EXERCISE AIM:
Transcribe the data verbatim, starting at the line that contains "Dataset curation — the target class is baseboard" and ending after the line that contains "118, 552, 138, 576".

________________________________________

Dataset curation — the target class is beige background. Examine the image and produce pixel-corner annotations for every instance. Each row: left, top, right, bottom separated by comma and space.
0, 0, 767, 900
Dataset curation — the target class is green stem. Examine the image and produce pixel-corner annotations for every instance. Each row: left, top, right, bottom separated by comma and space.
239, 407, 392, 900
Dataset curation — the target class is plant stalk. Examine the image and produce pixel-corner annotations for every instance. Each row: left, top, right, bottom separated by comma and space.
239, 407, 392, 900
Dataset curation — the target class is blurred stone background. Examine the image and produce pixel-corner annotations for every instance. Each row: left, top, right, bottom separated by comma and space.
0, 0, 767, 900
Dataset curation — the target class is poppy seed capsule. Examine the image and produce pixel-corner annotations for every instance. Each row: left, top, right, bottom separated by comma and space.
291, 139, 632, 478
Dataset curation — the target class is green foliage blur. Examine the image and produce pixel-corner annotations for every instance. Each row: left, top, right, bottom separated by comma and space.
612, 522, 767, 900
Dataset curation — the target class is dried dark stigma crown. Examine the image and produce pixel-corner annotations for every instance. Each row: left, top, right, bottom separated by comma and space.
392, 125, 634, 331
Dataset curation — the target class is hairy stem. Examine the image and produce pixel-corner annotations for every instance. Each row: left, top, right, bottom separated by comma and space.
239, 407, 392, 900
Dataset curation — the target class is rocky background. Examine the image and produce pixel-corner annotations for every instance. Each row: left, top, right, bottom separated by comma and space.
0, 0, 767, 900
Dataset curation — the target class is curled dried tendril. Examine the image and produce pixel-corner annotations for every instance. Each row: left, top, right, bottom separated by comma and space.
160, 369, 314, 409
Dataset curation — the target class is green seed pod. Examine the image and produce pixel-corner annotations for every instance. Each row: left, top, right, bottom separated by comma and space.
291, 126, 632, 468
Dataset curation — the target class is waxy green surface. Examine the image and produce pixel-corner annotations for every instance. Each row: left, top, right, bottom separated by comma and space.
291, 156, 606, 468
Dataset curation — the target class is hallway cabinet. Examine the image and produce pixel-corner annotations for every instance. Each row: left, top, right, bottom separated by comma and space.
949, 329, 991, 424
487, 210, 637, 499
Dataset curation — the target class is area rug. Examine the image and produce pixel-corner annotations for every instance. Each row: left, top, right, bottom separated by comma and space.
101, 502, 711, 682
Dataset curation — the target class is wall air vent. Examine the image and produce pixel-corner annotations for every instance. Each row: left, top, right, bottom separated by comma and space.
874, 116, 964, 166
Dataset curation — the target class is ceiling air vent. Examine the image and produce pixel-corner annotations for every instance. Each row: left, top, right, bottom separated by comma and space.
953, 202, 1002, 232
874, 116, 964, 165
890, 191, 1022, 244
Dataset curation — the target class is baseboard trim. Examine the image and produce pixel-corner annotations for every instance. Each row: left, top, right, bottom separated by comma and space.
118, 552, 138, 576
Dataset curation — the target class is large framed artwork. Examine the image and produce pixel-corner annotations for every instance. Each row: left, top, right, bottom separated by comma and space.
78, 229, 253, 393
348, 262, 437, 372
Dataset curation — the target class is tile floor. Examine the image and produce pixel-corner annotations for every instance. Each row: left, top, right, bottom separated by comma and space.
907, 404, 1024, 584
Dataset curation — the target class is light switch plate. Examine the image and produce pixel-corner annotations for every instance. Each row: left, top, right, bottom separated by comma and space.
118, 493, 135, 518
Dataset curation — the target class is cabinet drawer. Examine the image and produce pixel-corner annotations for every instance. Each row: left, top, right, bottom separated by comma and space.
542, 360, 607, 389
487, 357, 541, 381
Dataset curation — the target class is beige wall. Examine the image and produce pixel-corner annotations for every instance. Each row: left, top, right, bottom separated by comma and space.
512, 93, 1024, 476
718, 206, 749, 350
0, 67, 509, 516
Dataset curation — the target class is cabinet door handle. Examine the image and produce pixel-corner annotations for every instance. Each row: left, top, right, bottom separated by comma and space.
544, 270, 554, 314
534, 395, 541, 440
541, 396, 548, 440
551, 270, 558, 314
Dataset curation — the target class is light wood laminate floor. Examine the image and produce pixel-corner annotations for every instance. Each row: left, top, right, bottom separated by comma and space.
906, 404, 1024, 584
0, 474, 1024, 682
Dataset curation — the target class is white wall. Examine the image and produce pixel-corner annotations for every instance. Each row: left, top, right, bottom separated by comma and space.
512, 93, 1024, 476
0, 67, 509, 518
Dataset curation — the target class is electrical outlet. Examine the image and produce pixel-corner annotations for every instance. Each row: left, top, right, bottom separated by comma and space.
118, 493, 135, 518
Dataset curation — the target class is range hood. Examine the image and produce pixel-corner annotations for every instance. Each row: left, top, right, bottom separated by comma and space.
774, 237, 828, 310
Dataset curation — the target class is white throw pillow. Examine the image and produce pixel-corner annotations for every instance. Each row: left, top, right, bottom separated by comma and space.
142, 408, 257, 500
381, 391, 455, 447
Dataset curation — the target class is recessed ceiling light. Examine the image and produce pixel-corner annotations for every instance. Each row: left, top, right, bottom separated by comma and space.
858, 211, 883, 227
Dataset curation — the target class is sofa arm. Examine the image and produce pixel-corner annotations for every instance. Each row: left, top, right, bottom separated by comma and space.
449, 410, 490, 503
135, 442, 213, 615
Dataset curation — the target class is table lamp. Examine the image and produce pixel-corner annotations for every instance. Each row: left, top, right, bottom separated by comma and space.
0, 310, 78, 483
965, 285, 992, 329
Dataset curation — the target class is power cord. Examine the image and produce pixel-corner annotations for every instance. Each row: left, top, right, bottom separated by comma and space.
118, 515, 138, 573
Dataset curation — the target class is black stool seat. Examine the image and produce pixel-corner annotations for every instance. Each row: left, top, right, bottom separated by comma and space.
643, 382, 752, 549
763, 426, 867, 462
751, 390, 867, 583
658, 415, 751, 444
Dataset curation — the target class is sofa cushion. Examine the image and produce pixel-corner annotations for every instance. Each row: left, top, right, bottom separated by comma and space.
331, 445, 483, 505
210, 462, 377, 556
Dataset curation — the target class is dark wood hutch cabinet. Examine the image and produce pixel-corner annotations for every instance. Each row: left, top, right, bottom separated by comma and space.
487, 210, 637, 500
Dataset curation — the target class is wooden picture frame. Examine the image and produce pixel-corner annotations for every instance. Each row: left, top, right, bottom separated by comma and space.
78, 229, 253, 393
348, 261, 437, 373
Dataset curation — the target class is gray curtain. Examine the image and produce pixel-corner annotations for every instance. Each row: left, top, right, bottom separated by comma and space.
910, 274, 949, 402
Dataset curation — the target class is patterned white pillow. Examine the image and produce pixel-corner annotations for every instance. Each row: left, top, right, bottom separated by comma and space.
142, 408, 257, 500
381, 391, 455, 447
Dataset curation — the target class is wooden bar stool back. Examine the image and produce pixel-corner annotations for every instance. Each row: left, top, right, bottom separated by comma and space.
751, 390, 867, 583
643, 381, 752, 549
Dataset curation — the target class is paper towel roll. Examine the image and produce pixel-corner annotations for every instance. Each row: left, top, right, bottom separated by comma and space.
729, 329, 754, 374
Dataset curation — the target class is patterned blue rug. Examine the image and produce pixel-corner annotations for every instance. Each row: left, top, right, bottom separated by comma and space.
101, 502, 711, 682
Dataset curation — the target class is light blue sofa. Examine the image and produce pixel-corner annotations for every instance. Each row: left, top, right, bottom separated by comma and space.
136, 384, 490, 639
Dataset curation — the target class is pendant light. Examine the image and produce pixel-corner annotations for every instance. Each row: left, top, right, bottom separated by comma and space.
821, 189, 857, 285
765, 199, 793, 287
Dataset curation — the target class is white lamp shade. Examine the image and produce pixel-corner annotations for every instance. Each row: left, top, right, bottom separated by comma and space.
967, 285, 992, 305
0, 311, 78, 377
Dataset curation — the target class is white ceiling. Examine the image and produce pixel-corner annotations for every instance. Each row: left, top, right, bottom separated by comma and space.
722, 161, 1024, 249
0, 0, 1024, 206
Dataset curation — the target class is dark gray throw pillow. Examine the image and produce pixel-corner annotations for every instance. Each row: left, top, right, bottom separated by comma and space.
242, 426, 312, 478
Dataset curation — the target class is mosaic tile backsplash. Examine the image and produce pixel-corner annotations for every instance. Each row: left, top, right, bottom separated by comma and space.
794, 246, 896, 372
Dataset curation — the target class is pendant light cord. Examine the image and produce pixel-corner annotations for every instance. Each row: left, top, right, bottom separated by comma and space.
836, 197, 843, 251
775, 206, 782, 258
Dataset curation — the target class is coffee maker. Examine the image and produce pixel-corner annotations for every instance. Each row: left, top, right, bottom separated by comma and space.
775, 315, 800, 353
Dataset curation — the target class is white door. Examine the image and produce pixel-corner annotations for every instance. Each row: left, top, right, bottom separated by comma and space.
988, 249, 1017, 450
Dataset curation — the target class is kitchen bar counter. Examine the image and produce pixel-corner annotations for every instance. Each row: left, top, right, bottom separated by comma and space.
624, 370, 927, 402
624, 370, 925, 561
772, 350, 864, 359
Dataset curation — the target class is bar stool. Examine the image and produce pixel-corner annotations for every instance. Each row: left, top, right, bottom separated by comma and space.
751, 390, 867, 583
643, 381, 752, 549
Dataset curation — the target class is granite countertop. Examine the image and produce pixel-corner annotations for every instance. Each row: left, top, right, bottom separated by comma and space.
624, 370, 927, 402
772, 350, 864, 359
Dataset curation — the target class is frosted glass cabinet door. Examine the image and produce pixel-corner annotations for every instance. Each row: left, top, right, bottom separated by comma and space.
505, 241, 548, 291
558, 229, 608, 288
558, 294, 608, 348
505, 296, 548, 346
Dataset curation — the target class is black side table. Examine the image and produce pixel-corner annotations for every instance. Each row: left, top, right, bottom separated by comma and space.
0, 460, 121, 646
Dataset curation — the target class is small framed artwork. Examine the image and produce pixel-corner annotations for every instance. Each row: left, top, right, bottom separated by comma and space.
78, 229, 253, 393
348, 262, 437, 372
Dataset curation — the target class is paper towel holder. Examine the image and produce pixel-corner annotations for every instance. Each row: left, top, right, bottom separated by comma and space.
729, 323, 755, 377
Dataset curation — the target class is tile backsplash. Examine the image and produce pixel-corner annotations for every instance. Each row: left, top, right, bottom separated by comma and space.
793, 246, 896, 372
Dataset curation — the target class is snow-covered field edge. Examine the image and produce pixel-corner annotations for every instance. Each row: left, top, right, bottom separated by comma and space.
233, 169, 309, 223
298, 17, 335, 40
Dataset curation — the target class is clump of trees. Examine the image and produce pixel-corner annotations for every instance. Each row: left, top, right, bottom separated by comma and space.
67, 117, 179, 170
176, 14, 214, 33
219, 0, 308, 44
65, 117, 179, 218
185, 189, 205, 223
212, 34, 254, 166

________________________________________

RESULT OF THE TASK:
Dataset curation — the target class is baseboard trim. Examine the image and produce pixel-corner annotations for every instance. Each row: left, top, right, bottom separated by comma and space.
118, 552, 138, 576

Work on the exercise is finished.